(Referring expression data)
━━━━━━━━

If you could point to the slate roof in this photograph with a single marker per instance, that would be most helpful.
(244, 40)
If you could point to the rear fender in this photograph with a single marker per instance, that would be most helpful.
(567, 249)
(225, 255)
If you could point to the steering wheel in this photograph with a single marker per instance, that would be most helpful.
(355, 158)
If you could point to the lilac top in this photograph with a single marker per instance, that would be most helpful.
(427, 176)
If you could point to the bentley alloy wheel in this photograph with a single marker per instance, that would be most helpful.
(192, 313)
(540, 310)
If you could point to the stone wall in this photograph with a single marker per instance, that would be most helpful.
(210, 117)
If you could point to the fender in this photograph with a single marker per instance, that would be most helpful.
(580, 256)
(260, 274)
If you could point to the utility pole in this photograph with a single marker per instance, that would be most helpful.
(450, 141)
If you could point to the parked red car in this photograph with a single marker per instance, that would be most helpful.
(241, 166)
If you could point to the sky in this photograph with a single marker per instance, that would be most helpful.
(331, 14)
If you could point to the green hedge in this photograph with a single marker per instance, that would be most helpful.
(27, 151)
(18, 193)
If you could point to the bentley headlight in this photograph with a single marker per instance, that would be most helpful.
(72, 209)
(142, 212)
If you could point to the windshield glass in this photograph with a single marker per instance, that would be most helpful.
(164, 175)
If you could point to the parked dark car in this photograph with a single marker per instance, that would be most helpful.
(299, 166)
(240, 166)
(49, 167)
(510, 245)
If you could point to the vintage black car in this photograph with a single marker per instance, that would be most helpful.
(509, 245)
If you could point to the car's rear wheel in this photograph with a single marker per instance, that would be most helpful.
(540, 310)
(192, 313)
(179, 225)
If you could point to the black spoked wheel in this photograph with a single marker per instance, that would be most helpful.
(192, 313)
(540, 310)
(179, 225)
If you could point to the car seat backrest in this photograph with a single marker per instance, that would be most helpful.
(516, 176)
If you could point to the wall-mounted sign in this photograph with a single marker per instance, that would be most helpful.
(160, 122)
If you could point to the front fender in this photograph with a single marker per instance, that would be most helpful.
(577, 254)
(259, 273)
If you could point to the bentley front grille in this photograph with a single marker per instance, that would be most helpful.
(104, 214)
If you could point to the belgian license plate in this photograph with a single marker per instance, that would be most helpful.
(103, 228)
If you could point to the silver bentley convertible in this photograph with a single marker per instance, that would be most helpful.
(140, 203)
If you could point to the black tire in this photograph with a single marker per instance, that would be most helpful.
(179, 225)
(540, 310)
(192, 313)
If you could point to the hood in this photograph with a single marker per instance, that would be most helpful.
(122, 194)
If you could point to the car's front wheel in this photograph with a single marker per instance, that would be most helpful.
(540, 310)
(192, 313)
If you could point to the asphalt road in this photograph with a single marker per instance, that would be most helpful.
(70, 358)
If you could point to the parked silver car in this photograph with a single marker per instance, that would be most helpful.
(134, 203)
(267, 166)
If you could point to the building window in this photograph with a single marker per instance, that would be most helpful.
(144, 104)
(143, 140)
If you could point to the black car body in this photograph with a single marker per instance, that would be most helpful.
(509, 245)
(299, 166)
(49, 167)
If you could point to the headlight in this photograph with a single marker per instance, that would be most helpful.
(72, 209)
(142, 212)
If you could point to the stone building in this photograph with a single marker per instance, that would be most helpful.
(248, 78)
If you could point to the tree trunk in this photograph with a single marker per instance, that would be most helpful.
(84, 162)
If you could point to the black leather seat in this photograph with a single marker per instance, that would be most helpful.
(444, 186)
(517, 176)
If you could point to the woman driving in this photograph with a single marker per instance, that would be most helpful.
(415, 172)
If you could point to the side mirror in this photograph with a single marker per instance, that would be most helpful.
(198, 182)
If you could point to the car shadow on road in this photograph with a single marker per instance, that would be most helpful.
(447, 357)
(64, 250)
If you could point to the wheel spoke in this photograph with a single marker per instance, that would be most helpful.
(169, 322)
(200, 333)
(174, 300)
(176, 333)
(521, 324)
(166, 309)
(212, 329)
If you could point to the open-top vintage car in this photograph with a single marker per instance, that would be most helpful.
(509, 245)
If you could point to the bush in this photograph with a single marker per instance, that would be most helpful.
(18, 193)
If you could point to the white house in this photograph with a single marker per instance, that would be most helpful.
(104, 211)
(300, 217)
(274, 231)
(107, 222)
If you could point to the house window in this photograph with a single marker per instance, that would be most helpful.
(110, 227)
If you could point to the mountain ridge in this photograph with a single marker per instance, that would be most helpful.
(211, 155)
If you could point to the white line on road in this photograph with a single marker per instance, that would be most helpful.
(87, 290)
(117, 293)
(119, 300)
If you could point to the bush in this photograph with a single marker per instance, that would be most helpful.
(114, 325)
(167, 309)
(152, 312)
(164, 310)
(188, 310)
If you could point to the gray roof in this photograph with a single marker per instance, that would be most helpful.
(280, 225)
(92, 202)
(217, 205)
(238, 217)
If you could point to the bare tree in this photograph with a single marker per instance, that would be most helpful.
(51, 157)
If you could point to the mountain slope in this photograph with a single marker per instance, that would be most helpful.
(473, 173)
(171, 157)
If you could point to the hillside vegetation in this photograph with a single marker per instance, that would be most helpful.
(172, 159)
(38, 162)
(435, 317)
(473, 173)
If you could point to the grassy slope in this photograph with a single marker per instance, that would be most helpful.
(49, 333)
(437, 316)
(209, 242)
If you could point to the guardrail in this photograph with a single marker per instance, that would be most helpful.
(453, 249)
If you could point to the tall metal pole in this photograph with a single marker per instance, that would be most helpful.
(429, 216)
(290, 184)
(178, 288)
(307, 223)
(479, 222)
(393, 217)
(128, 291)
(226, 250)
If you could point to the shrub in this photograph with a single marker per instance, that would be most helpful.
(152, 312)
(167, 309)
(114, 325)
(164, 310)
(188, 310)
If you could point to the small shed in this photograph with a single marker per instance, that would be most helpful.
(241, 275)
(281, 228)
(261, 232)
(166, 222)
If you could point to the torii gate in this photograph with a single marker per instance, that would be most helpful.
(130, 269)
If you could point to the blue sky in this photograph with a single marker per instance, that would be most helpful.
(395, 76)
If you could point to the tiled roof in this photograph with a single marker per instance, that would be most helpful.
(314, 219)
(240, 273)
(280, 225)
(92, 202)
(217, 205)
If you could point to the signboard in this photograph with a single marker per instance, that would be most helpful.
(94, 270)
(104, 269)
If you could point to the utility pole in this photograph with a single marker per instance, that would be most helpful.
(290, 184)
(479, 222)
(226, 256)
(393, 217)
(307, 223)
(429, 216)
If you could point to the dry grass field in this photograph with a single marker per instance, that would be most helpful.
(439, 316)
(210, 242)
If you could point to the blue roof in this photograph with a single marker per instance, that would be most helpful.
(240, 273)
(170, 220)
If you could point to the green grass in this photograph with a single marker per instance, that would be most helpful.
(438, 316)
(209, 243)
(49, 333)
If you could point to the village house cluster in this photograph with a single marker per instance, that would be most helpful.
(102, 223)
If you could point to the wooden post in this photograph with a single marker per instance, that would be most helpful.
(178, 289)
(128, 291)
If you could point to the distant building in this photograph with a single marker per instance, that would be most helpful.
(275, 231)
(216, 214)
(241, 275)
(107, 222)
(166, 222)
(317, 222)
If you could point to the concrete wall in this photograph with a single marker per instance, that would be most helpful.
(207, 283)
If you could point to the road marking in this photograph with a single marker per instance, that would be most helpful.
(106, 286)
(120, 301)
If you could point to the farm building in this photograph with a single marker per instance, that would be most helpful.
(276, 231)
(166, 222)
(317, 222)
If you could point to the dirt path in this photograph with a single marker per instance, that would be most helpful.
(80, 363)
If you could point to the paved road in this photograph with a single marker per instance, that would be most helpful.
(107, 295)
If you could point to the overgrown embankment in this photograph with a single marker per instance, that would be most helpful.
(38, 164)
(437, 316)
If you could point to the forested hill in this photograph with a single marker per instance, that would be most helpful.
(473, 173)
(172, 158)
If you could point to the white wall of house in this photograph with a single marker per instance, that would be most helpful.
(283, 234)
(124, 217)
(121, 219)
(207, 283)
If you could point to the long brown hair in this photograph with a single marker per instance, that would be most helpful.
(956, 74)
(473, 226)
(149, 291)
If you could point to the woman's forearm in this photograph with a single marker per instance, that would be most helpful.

━━━━━━━━

Prompt:
In the answer, include exactly the lines from the line containing "If you could point to the forested" through the end of the data, and nothing else.

Your solution:
If you could point to the forested hill in this photograph with a single marker per instance, that would be most helpful.
(473, 173)
(172, 158)
If you could point to the white wall of house in this photograph with a single marker per instance, that would be most helpful.
(283, 234)
(124, 217)
(121, 219)
(207, 283)
If you could point to the long brown hair in this photograph with a single marker per instance, that would be most helpful.
(956, 74)
(473, 226)
(149, 291)
If you could point to the woman's forearm in this photograph with a single marker per instance, that would be most helpful.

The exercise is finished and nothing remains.